# What the task requires
Reproduce, word for word, the stretch of the cerebral palsy practice notes from "Q: What determines the difference between GMFCS IV" through "(must be pushed).".

*** Passage to read ***

Clinical Decision Scenarios
Practise clinical reasoning and management decisions out loud
“What is your plan?”
MCQ Practice Points
Q: What is the most common physiologic type of CP? A: Spastic (Pyramidal) - approx 80%. Dyskinetic is 10-15%. Ataxic less than 5%.
Q: How often should a GMFCS Level V child have a hip X-ray? A: Every 6 months. (High risk of rapid displacement). Level I usually discharged at 5 years.
Q: What determines the difference between GMFCS II and III? A: Handheld Mobility Device. Level II walks without aids (may use rail). Level III needs crutches/walker.
Q: What determines the difference between GMFCS IV and V? A: Self-Mobility. Level IV can drive a powered chair or mobilize short distances. Level V has no means of independent mobility (must be pushed).

*** End of Passage to read ***
*** Record excerpts ***

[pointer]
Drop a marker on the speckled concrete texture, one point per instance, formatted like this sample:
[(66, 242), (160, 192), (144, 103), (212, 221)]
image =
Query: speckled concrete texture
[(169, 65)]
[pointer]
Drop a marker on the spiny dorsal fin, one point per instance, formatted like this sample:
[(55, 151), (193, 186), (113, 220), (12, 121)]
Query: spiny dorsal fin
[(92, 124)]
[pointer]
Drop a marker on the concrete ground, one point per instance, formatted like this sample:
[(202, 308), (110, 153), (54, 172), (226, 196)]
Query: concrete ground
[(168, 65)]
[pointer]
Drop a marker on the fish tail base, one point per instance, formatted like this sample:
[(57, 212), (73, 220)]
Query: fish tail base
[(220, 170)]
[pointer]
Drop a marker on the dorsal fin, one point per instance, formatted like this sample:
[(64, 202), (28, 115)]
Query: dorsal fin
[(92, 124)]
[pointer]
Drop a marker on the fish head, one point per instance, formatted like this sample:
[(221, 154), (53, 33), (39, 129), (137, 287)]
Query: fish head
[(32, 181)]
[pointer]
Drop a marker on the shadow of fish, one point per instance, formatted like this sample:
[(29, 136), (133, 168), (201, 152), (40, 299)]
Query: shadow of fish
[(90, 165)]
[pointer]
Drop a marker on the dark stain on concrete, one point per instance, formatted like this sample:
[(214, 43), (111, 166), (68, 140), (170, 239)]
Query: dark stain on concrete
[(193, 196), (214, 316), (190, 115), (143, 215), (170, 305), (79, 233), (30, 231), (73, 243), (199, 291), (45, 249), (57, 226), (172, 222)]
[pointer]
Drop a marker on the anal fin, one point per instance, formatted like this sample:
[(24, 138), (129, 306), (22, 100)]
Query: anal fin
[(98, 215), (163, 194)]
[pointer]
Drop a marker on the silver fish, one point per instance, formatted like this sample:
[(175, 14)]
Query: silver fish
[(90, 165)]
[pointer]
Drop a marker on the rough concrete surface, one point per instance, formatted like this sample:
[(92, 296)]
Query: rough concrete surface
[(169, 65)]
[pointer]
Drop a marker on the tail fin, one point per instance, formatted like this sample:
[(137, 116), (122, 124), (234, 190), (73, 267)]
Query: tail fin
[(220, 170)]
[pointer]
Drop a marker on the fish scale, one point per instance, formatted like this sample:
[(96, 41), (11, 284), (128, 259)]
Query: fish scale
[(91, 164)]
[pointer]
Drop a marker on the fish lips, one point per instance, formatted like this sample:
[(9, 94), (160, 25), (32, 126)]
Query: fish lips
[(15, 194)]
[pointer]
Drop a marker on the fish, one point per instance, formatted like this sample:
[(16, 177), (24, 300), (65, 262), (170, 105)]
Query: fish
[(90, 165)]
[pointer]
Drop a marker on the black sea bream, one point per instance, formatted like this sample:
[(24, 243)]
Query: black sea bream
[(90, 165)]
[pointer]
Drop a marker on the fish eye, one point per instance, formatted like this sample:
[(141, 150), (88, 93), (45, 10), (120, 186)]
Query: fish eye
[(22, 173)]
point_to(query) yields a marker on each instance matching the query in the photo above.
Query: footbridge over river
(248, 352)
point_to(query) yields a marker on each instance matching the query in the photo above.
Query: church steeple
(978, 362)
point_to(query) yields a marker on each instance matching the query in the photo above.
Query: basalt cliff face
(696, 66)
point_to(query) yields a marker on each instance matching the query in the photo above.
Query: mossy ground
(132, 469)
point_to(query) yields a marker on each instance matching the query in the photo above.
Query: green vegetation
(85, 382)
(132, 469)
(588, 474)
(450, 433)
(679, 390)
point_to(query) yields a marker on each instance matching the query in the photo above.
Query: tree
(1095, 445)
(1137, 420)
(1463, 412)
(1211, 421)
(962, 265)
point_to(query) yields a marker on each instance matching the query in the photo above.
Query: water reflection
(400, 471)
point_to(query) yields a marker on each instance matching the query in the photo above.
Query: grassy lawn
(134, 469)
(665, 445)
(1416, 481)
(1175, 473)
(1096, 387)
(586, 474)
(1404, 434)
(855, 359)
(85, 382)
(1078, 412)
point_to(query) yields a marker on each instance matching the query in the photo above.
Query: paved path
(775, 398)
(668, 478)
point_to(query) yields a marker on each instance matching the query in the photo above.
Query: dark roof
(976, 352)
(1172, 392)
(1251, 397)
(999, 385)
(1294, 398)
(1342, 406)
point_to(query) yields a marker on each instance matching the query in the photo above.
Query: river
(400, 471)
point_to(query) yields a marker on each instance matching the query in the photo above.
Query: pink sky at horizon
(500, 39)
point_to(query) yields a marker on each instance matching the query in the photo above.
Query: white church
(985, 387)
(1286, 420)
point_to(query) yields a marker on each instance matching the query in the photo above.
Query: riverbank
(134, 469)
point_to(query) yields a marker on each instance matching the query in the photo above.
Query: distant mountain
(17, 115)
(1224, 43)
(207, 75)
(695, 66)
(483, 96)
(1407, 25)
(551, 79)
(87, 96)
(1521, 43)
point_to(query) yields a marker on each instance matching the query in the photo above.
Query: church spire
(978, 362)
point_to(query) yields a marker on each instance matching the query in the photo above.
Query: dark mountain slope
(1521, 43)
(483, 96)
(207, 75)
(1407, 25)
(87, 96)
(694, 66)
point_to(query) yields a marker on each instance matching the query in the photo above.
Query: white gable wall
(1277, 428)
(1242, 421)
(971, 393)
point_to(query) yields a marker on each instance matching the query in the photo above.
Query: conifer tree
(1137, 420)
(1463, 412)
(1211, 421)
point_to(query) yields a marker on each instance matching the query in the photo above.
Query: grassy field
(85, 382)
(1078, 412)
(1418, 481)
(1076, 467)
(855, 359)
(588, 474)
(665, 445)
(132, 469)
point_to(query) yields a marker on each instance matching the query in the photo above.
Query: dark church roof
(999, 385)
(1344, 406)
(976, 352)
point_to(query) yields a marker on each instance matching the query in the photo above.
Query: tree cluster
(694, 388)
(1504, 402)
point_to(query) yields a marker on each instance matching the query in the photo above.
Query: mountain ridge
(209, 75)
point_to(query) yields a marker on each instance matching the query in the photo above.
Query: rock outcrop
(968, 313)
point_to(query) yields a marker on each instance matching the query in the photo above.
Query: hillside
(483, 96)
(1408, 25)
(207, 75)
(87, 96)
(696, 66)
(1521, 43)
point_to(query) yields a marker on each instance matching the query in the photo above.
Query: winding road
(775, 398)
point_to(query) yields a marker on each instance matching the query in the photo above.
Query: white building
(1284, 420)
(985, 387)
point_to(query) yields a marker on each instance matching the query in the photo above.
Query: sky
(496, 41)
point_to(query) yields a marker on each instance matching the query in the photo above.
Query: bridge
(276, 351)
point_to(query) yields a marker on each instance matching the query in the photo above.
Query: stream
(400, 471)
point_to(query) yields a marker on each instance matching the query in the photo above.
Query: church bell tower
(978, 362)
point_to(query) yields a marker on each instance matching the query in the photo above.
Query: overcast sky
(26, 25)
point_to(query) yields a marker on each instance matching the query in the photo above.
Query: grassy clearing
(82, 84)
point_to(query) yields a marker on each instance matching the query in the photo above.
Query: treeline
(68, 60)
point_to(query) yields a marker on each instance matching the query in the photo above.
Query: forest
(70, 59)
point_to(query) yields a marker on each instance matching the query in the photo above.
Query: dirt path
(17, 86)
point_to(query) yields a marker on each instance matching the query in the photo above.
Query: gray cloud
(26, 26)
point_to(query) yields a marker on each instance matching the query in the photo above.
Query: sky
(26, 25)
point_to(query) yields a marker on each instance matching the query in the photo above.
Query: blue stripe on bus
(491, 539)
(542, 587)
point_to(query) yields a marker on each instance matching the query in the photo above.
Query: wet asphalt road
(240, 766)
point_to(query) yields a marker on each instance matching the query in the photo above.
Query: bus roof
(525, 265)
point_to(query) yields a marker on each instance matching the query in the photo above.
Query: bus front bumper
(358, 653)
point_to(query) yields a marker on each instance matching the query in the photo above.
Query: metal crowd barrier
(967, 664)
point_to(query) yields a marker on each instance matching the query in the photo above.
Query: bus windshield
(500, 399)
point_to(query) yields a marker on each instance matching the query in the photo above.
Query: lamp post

*** End of Record excerpts ***

# Exercise answer
Q: What determines the difference between GMFCS IV and V? A: Self-Mobility. Level IV can drive a powered chair or mobilize short distances. Level V has no means of independent mobility (must be pushed).